Frage der Woche - Archiv
Fördert Cortison den Untergang von Nervenzellen?
Anfang letzten Jahres ist im Journal of Neuroscience ein Artikel erschienen mit dem Titel „Methylprednisolone Increases Neuronal Apoptosis during Autoimmune CNS Inflammation by Inhibition of an Endogenous Neuroprotective Pathway.“ Die Studie wurde an der Universität Göttingen unter der Leitung der vielversprechenden Jungforscherin Dr. Ricarda Diem durchgeführt. Es begann damit, dass es Ende der 90er Jahre der Arbeitsgruppe um Ricarda Diem gelang, bei einer akuten, experimentell erzeugten Sehnerventzündung von Ratten nicht nur eine Schädigung von Markscheiden, sondern auch eine Zerstörung von Nervenzellen nachzuweisen. Das machte Pharmafirmen, die MS-Medikamente herstellen, sofort hellhörig. Wenn nämlich bei Ratten gezeigt werden könnte, dass der Nervenzelluntergang durch z.B. Betainterferone gebremst wird, dann wäre das zwar kein Beweis, aber ein überzeugender Hinweis auf die Wirksamkeit ihrer Präparate und würde die auf den Arbeiten von Bruce D. Trapp fußende Hypothese stützen, dass ein frühzeitiger Einsatz von Betainterferonen den Langzeitverlauf der MS günstig beeinflussen könnte.
Als ersten Schritt (praktisch als Vorversuch) beschloss man, die Wirkung von Methylprednisolon auf die Sehnerventzündung zu untersuchen, weil hier rasche und eindeutige Aussagen zu erwarten waren. Das Ergebnis war völlig überraschend: Es zeigte sich, dass die Ratten, die mit Methylprednisolon behandelt worden waren einen signifikant höheren Nervenzellverlust aufwiesen als die mit Kochsalz behandelten Kontrollen. So wichtig dieses Resultat ist, für die Forscher ist es niederschmetternd, denn es ist kaum zu erwarten, dass die Pharmaindustrie als Hauptsponsor klinischer Forschung weiteres Interesse an ihrem Modell haben wird.

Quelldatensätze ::
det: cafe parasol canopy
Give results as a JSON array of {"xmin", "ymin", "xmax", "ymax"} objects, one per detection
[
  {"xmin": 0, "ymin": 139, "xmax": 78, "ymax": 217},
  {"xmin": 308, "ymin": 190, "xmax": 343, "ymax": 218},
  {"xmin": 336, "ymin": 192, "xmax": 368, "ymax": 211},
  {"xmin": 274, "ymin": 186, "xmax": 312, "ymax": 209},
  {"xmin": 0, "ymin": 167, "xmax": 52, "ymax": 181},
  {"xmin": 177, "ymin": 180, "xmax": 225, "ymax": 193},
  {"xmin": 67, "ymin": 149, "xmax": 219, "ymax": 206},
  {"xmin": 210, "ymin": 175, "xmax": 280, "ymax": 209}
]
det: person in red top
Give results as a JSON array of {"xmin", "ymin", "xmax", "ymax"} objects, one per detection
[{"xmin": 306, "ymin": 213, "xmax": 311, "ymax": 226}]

AUFGABE 1 ::
Prüfe anhand des Texts über Cortison und Nervenzellen, ob die folgenden Aussagen zutreffen: (a) Die Studie wurde an der Universität Göttingen durchgeführt. (b) Die mit Methylprednisolon behandelten Ratten hatten einen geringeren Nervenzellverlust als die Kontrollen. (c) Der Artikel erschien in der Zeitschrift Nature. Beantworte jede Aussage mit Ja oder Nein und zitiere die entscheidenden Worte wörtlich.
AUFGABE 2 ::
Führe den Text über Cortison und Nervenzellen nach seinem letzten Satz weiter.

ANTWORT 1 ::
(a) Ja: „Die Studie wurde an der Universität Göttingen unter der Leitung der vielversprechenden Jungforscherin Dr. Ricarda Diem durchgeführt.“
(b) Nein: „die Ratten, die mit Methylprednisolon behandelt worden waren einen signifikant höheren Nervenzellverlust aufwiesen als die mit Kochsalz behandelten Kontrollen“
(c) Nein: „im Journal of Neuroscience ein Artikel erschienen“

ANTWORT 2 ::
Es kann nur vermutet werden, dass die Studie unter Druck der Financiers (in diesem Fall wird es sich um Schering als Hersteller von Methylprednisolon handeln) zwar veröffentlich wurde, jedoch in einer Zeitschrift, die fast ausschließlich von Wissenschaftlern, aber nicht von praktizierenden Ärzten gelesen wird. Auch die sehr vorsichtig formulierte Deutung der Ergebnisse dürfte dem Wunsch der Geldgeber entsprechen: Man habe zwar nachgewiesen, dass es unter einer Therapie mit Methylprednisolon zu einem vermehrten Nervenzelluntergang komme, bei dem gewählten Tiermodell überwiege aber die degenerative Komponente, während zumindest bei einem Teil der menschlichen MS der entzündliche Anteil im Vordergrund stehe. Insofern seien die Ergebnisse nur mit Vorsicht auf die menschliche MS zu übertragen. Trotzdem wird eine Überprüfung der Standardtherapie des akuten MS-Schubes mit Cortison empfohlen. Nachdenklich stimmt, dass Frau Diem zwar im letzten Jahr der Helmut-Bauer-Nachwuchspreis für MS-Forschung zugesprochen wurde, aber in den Mitteilungen des DMSG-Bundesverbandes kein Wort über das Ergebnis verloren wurde.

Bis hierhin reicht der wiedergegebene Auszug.